PASSAGE PROVIDED:

## start

There seemed to be no end to the strange consequences of the early spring and summer season. Even fish noticed it, as did migrating birds. But one of the strangest things I saw happen was the early development of some hickory nuts, and by early in July you could sit out in the woods and hear squirrels gnawing away on hickories. By July 4, I had hickory nut cuttings in this area I jokingly refer to as a lawn. Usually, the squirrels go to work on the hickories in mid to late August, and as fall comes on you can slip through a hardwood forest and actually hunt them by watching for the cuttings beneath the trees, and listening for the rascals gnawing away on a nut high in the branches.

Ask any old squirrel hunter and he will tell you that there is no way that squirrels ought to be working the hickories in July when we are shooting off firecrackers. But it is happening, and maybe it is a new trend. I don’t know that I will complain if winter always ends before February gets here, but if we have to endure drought and intense heat, it is a poor trade-off. It is amazing to me that our rivers and creeks are at record low levels, remembering that last April, a year back, Bull Shoals Lake and the White River below it were at record high marks.

## end

EXTRACTED MATERIAL:
## start

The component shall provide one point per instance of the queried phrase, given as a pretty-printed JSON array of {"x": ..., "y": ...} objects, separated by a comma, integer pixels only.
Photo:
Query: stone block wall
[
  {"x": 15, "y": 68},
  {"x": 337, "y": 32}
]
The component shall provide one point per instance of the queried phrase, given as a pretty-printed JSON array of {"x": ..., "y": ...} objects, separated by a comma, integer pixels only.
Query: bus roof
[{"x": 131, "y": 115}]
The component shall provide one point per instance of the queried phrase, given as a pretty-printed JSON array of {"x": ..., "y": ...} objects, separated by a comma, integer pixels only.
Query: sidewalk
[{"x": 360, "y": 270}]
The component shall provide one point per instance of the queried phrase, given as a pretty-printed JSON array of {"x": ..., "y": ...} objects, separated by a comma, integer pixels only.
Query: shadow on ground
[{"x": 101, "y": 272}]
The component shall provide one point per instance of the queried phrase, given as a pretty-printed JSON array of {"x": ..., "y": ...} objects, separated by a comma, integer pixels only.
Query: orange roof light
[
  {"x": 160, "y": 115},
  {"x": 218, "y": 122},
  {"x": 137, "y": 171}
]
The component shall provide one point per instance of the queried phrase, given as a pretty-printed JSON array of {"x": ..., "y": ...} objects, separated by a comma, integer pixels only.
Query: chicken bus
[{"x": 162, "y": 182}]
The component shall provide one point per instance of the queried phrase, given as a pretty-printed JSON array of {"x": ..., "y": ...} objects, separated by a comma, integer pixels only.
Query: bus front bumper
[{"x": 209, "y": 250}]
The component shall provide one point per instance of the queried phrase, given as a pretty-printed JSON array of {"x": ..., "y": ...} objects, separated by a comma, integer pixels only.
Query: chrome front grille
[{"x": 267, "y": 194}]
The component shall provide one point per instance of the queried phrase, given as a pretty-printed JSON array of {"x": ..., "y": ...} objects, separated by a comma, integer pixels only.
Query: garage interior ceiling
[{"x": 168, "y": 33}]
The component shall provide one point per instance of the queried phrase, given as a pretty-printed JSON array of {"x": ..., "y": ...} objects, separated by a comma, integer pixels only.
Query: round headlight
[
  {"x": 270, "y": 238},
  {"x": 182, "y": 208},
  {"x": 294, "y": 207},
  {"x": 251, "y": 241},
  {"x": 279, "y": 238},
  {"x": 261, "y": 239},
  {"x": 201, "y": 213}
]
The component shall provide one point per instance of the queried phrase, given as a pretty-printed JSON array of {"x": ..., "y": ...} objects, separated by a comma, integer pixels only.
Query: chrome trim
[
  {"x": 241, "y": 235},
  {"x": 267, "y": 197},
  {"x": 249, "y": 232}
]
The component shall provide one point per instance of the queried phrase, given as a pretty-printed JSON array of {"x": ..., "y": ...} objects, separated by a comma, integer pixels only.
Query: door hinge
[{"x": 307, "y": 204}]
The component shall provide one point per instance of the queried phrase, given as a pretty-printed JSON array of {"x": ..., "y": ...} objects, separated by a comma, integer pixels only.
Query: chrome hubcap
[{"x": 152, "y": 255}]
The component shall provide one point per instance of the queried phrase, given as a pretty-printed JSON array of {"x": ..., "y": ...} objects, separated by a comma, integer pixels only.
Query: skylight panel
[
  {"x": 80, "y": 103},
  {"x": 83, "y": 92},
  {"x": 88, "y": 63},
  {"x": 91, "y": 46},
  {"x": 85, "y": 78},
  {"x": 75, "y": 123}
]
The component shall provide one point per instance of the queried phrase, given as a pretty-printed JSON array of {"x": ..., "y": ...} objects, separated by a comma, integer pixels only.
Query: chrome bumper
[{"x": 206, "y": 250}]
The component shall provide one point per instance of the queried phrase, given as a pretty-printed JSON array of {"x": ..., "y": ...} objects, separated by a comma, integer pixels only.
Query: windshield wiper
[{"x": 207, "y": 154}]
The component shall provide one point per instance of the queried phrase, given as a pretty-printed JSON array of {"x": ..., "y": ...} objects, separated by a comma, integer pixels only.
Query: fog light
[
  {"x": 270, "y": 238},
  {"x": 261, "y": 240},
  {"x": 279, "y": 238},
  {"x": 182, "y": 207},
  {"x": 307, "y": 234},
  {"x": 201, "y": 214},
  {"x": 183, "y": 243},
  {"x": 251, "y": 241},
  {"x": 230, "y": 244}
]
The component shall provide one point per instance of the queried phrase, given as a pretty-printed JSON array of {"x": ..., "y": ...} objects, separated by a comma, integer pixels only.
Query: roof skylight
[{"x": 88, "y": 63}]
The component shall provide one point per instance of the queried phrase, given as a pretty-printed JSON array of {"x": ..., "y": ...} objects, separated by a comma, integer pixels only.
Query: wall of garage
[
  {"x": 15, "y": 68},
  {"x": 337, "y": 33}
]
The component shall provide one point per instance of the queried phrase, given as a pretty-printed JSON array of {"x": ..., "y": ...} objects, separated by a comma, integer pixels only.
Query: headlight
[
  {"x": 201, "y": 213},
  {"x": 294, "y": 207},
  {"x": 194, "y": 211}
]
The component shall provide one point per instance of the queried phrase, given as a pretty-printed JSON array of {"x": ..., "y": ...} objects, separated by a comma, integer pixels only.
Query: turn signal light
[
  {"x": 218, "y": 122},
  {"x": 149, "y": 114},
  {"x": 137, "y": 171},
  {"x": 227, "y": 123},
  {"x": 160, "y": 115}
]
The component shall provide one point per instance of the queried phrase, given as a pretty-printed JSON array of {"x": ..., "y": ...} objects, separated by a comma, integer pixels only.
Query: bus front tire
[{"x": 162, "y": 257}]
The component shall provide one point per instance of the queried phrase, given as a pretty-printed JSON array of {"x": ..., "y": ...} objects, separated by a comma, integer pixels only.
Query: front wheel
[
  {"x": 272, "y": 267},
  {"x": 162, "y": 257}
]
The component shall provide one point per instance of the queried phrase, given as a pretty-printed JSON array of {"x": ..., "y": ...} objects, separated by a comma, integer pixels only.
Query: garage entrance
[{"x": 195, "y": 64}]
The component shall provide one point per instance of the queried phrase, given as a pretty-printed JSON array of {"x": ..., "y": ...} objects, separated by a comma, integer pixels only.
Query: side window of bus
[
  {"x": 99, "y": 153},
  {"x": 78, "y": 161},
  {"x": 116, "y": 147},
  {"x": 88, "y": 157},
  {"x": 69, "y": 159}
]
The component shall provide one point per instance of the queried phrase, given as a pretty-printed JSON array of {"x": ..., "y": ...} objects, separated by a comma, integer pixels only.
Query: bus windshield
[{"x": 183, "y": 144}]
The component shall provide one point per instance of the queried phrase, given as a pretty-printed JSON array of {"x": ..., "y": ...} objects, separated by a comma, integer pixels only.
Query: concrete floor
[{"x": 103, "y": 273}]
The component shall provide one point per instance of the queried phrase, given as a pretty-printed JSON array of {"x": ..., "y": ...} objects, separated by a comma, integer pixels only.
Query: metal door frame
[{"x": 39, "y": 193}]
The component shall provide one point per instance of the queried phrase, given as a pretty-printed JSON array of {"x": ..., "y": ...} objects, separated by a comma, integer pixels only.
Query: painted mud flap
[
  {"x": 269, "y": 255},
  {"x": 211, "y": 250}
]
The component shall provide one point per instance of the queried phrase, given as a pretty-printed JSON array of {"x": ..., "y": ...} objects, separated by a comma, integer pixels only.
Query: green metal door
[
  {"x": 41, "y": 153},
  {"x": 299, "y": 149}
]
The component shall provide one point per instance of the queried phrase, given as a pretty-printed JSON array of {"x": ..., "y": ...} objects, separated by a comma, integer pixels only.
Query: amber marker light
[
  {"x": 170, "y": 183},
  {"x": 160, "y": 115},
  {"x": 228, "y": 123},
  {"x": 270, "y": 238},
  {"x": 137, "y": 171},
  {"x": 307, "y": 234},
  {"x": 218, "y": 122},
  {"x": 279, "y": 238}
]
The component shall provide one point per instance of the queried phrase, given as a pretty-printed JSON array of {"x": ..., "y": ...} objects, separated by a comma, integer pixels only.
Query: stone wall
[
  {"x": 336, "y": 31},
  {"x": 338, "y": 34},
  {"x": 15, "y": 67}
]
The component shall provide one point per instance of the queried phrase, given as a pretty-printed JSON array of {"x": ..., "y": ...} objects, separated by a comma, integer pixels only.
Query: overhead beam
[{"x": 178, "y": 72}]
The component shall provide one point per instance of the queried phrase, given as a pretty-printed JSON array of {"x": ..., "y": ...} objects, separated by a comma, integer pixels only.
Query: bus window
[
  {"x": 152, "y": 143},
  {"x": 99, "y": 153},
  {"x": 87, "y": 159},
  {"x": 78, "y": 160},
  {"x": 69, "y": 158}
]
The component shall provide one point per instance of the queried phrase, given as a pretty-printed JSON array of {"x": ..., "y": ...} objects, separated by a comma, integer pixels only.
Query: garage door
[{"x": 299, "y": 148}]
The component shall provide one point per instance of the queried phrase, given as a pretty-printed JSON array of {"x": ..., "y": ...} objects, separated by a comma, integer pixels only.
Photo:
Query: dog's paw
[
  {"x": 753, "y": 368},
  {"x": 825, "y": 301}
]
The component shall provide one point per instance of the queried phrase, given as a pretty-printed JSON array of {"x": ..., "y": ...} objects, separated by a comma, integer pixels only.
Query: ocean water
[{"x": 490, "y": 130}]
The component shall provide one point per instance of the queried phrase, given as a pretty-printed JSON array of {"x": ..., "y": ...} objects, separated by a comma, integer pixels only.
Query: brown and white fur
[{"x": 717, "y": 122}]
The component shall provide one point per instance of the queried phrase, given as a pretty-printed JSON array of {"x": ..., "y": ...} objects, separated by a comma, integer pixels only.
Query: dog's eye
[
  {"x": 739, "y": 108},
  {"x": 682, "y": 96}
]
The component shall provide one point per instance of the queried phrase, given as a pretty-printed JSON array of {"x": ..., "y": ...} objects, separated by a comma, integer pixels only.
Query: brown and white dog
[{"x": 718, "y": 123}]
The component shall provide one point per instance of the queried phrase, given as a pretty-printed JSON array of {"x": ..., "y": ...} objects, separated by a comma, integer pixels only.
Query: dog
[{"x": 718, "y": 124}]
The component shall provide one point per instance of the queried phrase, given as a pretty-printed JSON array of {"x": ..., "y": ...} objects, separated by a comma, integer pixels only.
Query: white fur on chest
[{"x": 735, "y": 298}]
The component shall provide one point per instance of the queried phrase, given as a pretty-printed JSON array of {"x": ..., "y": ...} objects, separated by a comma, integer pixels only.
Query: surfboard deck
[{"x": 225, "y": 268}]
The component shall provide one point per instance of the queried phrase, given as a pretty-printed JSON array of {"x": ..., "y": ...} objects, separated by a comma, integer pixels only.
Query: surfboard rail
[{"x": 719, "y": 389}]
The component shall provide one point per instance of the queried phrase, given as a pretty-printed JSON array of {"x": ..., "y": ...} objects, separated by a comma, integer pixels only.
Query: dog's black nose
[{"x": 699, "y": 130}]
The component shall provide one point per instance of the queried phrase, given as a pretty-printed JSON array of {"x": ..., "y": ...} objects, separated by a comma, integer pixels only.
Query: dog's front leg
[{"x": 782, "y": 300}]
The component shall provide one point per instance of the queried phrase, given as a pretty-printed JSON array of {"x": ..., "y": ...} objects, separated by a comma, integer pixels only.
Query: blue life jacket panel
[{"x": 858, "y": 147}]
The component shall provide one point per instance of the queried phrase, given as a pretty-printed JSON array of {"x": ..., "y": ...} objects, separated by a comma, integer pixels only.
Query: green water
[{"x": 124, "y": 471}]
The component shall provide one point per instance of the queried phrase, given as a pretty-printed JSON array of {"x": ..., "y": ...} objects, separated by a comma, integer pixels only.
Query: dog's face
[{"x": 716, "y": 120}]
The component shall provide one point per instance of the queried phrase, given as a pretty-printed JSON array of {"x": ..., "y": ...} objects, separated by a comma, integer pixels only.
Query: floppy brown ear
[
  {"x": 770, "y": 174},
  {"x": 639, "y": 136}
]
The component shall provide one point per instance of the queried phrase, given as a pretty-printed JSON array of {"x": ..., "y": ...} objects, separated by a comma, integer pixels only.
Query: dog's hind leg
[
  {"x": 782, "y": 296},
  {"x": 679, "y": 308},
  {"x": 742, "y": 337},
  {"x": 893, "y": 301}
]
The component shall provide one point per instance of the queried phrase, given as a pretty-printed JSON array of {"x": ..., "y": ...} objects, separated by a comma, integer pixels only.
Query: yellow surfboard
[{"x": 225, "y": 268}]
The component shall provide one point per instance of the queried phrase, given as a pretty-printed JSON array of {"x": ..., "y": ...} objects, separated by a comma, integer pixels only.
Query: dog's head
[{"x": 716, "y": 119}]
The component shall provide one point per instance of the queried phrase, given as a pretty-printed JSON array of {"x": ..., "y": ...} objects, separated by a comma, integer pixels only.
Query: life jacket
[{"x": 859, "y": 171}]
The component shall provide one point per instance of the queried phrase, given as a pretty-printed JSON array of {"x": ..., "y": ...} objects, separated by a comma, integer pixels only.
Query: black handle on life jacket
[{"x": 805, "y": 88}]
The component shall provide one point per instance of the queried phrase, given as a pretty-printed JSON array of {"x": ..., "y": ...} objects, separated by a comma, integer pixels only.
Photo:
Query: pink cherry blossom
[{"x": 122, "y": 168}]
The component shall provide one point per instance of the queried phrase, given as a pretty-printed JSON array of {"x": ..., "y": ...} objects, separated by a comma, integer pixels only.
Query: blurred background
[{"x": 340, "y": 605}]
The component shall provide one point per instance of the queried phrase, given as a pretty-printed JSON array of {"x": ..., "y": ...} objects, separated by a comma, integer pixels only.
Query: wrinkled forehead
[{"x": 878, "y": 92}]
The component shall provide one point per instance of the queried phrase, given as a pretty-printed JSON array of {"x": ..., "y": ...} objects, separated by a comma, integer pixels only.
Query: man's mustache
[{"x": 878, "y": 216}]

## end

WRITTEN TASKS:
a – Copy the passage about squirrels and hickory nuts between "Ask any old" and "record high marks.", inclusive.
b – According to the passage on squirrels and hickory nuts, when do squirrels usually begin working on the hickories?
c – Name every month of the year mentioned in the passage about squirrels and hickory nuts.

RESULTS FOR EACH TASK:
a –
Ask any old squirrel hunter and he will tell you that there is no way that squirrels ought to be working the hickories in July when we are shooting off firecrackers. But it is happening, and maybe it is a new trend. I don’t know that I will complain if winter always ends before February gets here, but if we have to endure drought and intense heat, it is a poor trade-off. It is amazing to me that our rivers and creeks are at record low levels, remembering that last April, a year back, Bull Shoals Lake and the White River below it were at record high marks.

b – In mid to late August.

c – July, August, February, April